(Location identification entries)
▼

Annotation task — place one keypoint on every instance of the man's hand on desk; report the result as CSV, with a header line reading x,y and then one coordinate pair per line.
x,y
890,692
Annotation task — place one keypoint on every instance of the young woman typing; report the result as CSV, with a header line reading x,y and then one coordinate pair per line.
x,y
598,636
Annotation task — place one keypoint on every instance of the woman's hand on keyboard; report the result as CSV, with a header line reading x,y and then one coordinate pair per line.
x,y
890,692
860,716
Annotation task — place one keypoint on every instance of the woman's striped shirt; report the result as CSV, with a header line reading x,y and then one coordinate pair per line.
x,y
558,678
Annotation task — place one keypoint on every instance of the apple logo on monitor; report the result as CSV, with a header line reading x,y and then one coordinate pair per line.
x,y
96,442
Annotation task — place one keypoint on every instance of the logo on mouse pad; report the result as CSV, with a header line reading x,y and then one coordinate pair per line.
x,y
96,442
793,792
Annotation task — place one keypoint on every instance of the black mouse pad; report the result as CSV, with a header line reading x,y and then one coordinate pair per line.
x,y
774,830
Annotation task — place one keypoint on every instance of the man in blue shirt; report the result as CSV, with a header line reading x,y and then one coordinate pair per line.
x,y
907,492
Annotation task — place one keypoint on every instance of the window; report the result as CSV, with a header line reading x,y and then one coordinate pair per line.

▲

Quote all of the entries above word for word.

Annotation task — place one keypoint on every instance of the man's hand on desk; report the result as CSV, with a header line reading x,y and then one coordinate pair per line.
x,y
890,692
Annotation task — place one keypoint on every instance of the young woman typing; report the result as CSV, with a header line reading x,y and then one coordinate pair per line.
x,y
598,636
Annotation task — place one keypoint on every instance of the woman's hand on keyboard; report the result as CSV, with a header line reading x,y and then one coordinate pair per line.
x,y
890,692
860,716
Annotation task — place one keypoint on every instance of the woman's striped shirt; report the result as CSV, with a header line reading x,y and then one coordinate pair per line.
x,y
558,678
Annotation task — place one keypoint on every instance of the apple logo on monitor; report the result as CSV, with a header line reading x,y and then one coordinate pair per line.
x,y
96,442
Annotation task — place one keypoint on every instance of the logo on mouse pad; report the result as CSV, with a header line reading x,y and then one coordinate pair per line.
x,y
96,442
793,792
Annotation task — place one keypoint on every instance of the black mouse pad; report the result as CSV, with a header line reading x,y and then one coordinate pair per line.
x,y
774,830
Annotation task — place one keypoint on every instance of the man in blue shirt; report the result as CSV, with a header line reading x,y and then one coordinate pair per line.
x,y
907,492
Annotation task — place one keypoint on every instance of the window; report the result as CSV, with a header line reading x,y and then one coordinate pair per line.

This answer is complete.